§ TO-DO LIST
**1)** On the seafood recipes page, how many scallop shells is the Coquille St. Jacques mixture divided among?
**2)** Using the seafood recipes page, explain why large scallop shells work well for making the Coquille St. Jacques.
**3)** Reproduce the stretch of the seafood recipes page from "Divide mixture among" through "tablespoons parmesan cheese.".

§ SUPPLIED TEXT
::::::::::
Archive for the 'Seafood Recipes' Category

Coquille st. Jacques Recipe

The classic creamed scallop dish. Large scallop shells are natural microwave utensils for this.

Ingredients:

3 tablespoons butter
1 jar (4-oz.) sliced mushrooms
2 green onions, sliced
1/4 cup chopped celery
2 tablespoons flour
1/2 teaspoon salt
1/4 teaspoon thyme
1 tablespoon pimiento chopped
1/3 cup white wine
1 lb raw scallops
1/4 cup dairy half & half
1 egg yolk, beaten

Preparation Method:

In 2-qt casserole place butter, mushrooms, onions and celery. Microwave at High 2 to 3 Minutes, stirring after 1 minute.

Stir in flour, salt, thyme and pimiento well, then wine and scallops, stirring again. Microwave at High 5 to 6 Minutes, stirring after 2 minutes.

Divide mixture among 4 scallop shells. Top with Crumb Mixture (below). Cover with wax paper. Microwave at Medium High 7 to 9 Minutes, rearranging after 4 minutes, until hot.

Crump mixture: In small bowl, place 2 tablespoons butter. Microwave at High 1/4 to 1/2 Minute, until melted. Stir in 1/4 cup fine dry bread crumbs and 2 tablespoons parmesan cheese.

January 28 2008 | Seafood Recipes | No Comments »

Crab Imperial Recipe

Crab Imperial
Ingredients:

2 tablespoons butter
2 tablespoons flour
1 teaspoon salt
3/4 teaspoon pepper
1 teaspoon dry mustard
1 cup dairy half & half
1 teaspoon lemon juice
2 teaspoons Worcestershire sauce
2 tablespoons minced green pepper
2 tablespoons minced pimiento
1 egg, beaten
1 lb. lump crabmeat
1/2 cup fine dry bread crumbs
1/4 cup melted butter

Preparation Method:

In 1 1/2-qt. casserole place butter. Microwave at High 1/2 Minute, until melted. Stir in flour, salt, pepper and mustard until smooth. Microwave at High 1 minute.
::::::::::
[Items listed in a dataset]
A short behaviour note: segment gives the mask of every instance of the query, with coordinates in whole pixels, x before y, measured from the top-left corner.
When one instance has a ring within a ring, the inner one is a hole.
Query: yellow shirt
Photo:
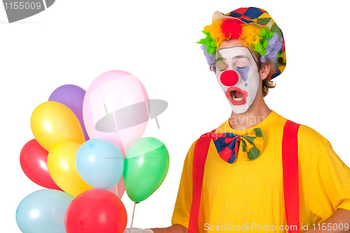
[[[239,147],[235,161],[229,164],[219,157],[211,141],[203,178],[200,232],[233,230],[287,232],[281,157],[286,121],[272,111],[253,127],[260,128],[264,138],[262,153],[253,160],[244,160]],[[216,132],[244,133],[232,129],[228,120]],[[312,128],[300,125],[298,136],[300,229],[303,232],[306,227],[314,227],[314,223],[328,218],[337,209],[350,210],[350,169],[327,139]],[[185,159],[172,218],[172,224],[186,227],[188,227],[192,203],[192,166],[196,142]]]

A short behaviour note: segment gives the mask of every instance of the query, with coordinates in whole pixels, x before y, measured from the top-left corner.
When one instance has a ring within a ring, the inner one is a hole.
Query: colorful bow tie
[[[219,156],[228,163],[233,163],[241,143],[243,157],[253,160],[260,155],[262,149],[262,134],[260,128],[249,130],[246,134],[236,135],[232,133],[214,134],[214,142]]]

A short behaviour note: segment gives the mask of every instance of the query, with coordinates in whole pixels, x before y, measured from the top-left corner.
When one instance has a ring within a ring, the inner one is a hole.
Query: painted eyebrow
[[[234,57],[232,57],[232,59],[239,59],[239,58],[246,58],[246,59],[249,59],[249,57],[248,57],[247,56],[244,56],[244,55],[234,56]],[[218,58],[218,59],[216,59],[215,60],[215,62],[218,62],[218,61],[223,61],[223,57],[219,57],[219,58]]]

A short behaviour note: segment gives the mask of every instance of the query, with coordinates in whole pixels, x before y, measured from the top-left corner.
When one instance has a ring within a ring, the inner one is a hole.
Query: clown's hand
[[[124,233],[153,233],[153,231],[149,228],[141,229],[141,228],[127,228]]]

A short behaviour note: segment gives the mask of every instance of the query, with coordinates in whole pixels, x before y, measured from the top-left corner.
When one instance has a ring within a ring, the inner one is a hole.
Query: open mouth
[[[248,92],[237,87],[228,87],[225,94],[226,97],[234,105],[246,104],[246,98],[248,97]]]

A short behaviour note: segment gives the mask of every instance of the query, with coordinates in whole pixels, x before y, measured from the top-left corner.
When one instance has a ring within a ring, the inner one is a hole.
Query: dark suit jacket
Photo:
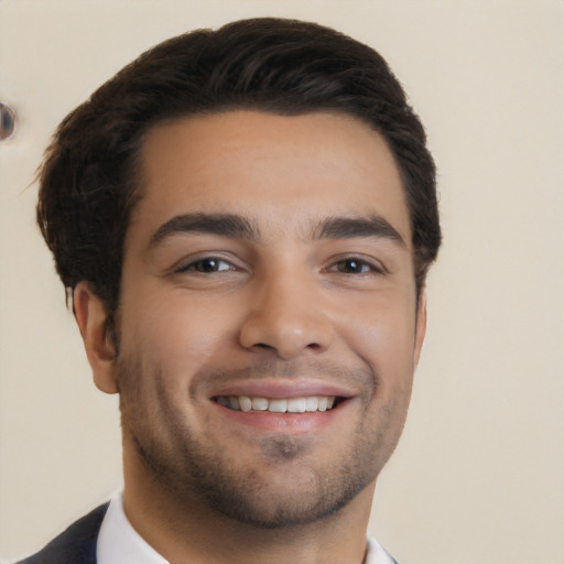
[[[96,542],[108,503],[74,522],[42,551],[18,564],[96,564]]]
[[[96,542],[108,505],[97,507],[74,522],[37,554],[17,564],[96,564]]]

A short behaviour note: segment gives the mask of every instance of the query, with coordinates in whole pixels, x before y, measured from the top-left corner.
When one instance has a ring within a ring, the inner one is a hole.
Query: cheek
[[[381,294],[349,308],[341,335],[348,347],[383,380],[405,381],[413,372],[415,304]]]
[[[197,371],[213,358],[221,358],[235,341],[236,322],[229,308],[217,303],[189,300],[182,292],[149,297],[142,305],[123,307],[122,349],[140,355],[164,372]]]

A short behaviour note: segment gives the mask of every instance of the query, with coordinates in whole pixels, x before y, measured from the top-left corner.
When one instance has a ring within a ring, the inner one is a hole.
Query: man
[[[23,562],[394,562],[366,531],[441,232],[386,62],[286,20],[169,40],[63,121],[40,184],[124,489]]]

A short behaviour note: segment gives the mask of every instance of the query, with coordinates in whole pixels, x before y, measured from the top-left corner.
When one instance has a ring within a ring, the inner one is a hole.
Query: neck
[[[264,529],[225,517],[196,498],[180,502],[126,464],[123,503],[137,532],[171,564],[361,564],[375,484],[312,523]]]

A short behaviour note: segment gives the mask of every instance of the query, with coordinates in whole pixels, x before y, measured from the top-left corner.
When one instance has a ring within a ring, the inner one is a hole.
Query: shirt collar
[[[123,511],[123,495],[113,496],[96,545],[98,564],[170,564],[133,529]],[[376,539],[368,539],[365,564],[394,564]]]
[[[98,564],[169,564],[129,522],[121,492],[111,499],[101,523],[96,558]]]

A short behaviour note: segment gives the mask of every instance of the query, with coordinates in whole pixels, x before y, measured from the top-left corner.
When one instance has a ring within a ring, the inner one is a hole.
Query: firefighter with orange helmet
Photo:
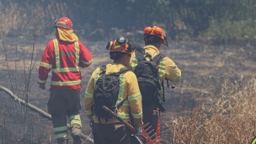
[[[136,66],[140,62],[139,60],[140,54],[142,55],[142,58],[145,57],[147,61],[149,61],[150,57],[152,59],[154,59],[154,56],[160,56],[160,57],[162,56],[162,58],[159,59],[158,63],[157,63],[158,67],[158,71],[157,72],[158,79],[159,79],[158,81],[160,84],[159,90],[161,90],[159,95],[161,96],[162,94],[164,94],[163,80],[168,79],[172,82],[179,82],[180,79],[181,71],[178,68],[176,64],[170,58],[165,56],[163,54],[160,52],[162,44],[168,46],[167,34],[165,30],[157,26],[154,26],[152,28],[147,27],[144,29],[143,36],[144,36],[143,40],[145,41],[145,45],[146,45],[144,47],[144,51],[143,51],[144,53],[141,54],[140,52],[141,51],[141,50],[135,50],[135,52],[131,55],[131,61],[128,67],[131,69],[133,72],[135,72]],[[144,93],[144,91],[146,92]],[[157,143],[160,140],[159,109],[160,108],[163,109],[163,107],[162,106],[161,104],[157,105],[156,104],[156,103],[146,102],[147,100],[147,99],[148,98],[148,95],[151,93],[148,93],[147,91],[150,92],[150,90],[147,90],[147,88],[144,90],[141,89],[141,93],[142,95],[142,103],[143,103],[142,104],[143,122],[144,124],[149,122],[149,125],[152,125],[152,128],[149,131],[154,129],[153,131],[154,132],[152,132],[152,134],[156,133],[156,135],[152,137],[152,140],[155,139],[154,142]],[[156,93],[157,93],[157,92],[156,92]],[[163,104],[163,101],[164,102],[164,99],[163,99],[162,97],[160,101]]]
[[[48,73],[51,71],[48,112],[51,115],[56,139],[67,142],[67,116],[69,118],[74,143],[81,143],[80,93],[81,67],[92,63],[88,50],[73,33],[72,23],[67,17],[56,21],[56,39],[51,40],[42,56],[38,83],[45,89]]]
[[[87,86],[84,108],[95,144],[131,144],[129,128],[109,116],[103,109],[103,105],[115,111],[125,121],[129,121],[131,109],[137,130],[135,135],[141,135],[141,95],[136,75],[127,68],[133,53],[131,43],[124,37],[109,41],[106,49],[109,51],[114,63],[99,67]]]

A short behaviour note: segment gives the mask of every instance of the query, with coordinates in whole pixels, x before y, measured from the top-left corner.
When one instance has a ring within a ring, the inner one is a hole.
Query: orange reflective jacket
[[[80,42],[51,40],[43,54],[39,67],[38,83],[45,83],[51,70],[51,88],[56,90],[81,88],[81,67],[92,63],[92,56]]]

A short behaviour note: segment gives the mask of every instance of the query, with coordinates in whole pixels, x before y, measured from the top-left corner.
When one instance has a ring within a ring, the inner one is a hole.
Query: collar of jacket
[[[156,51],[159,51],[159,50],[158,50],[156,46],[152,45],[148,45],[145,46],[144,49],[146,49],[146,50],[153,49],[153,50],[155,50]]]
[[[118,72],[122,68],[127,68],[127,67],[120,63],[109,63],[106,66],[106,74]]]

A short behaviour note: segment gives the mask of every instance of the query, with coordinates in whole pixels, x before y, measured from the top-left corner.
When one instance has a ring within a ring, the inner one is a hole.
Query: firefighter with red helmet
[[[144,35],[143,35],[143,40],[145,41],[145,47],[144,47],[144,53],[142,54],[143,58],[147,61],[149,61],[150,57],[154,59],[154,56],[162,56],[161,61],[157,63],[158,67],[158,73],[159,76],[159,84],[160,84],[160,90],[161,93],[159,95],[164,94],[163,90],[163,80],[168,79],[172,82],[179,82],[181,76],[181,71],[178,68],[176,64],[168,56],[165,56],[163,54],[160,52],[160,49],[162,46],[162,44],[168,46],[168,40],[167,40],[167,34],[165,30],[163,29],[154,26],[154,27],[147,27],[144,29]],[[130,69],[131,69],[133,72],[135,72],[135,69],[139,61],[139,53],[141,51],[135,50],[135,52],[131,55],[131,61],[128,66]],[[159,55],[160,54],[160,55]],[[142,103],[144,100],[146,100],[147,98],[148,98],[148,94],[144,95],[142,93],[142,90],[141,89],[141,93],[142,95]],[[156,92],[157,93],[157,92]],[[164,97],[163,97],[164,98]],[[163,97],[160,99],[161,103],[163,104]],[[164,101],[164,99],[163,99]],[[148,103],[147,104],[144,104],[146,103],[143,103],[142,104],[142,109],[143,109],[143,122],[144,124],[147,124],[149,122],[149,125],[152,125],[152,128],[149,130],[154,130],[152,134],[156,133],[156,135],[152,137],[152,140],[155,139],[154,143],[157,143],[160,140],[160,110],[159,107],[162,106],[162,104],[159,104],[160,106],[157,107],[157,105],[154,103]],[[163,108],[162,106],[162,108]],[[147,127],[146,127],[147,128]],[[142,132],[143,136],[143,132]],[[157,138],[158,137],[158,138]],[[149,144],[148,142],[147,144]]]
[[[51,71],[48,112],[51,115],[56,139],[67,142],[67,116],[68,116],[74,143],[81,143],[80,69],[92,63],[88,50],[73,33],[72,23],[67,17],[56,21],[56,39],[51,40],[42,56],[39,67],[38,83],[45,89],[48,73]]]
[[[124,37],[109,41],[106,49],[109,50],[114,63],[99,67],[87,86],[84,108],[93,129],[94,144],[131,144],[130,129],[115,117],[109,117],[103,105],[125,121],[129,121],[131,110],[137,131],[135,135],[141,135],[141,95],[136,75],[127,68],[133,53],[131,43]]]

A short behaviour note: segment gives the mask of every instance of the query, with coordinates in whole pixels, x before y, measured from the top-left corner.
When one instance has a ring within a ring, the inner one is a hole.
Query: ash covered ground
::::::::::
§ ANSWERS TO THE EXERCISES
**1)** Four scallop shells.

**2)** The page calls large scallop shells natural microwave utensils for this dish. Since the recipe is cooked in the microwave, the mixture can be divided among the shells and heated right in them.

**3)**
Divide mixture among 4 scallop shells. Top with Crumb Mixture (below). Cover with wax paper. Microwave at Medium High 7 to 9 Minutes, rearranging after 4 minutes, until hot.

Crump mixture: In small bowl, place 2 tablespoons butter. Microwave at High 1/4 to 1/2 Minute, until melted. Stir in 1/4 cup fine dry bread crumbs and 2 tablespoons parmesan cheese.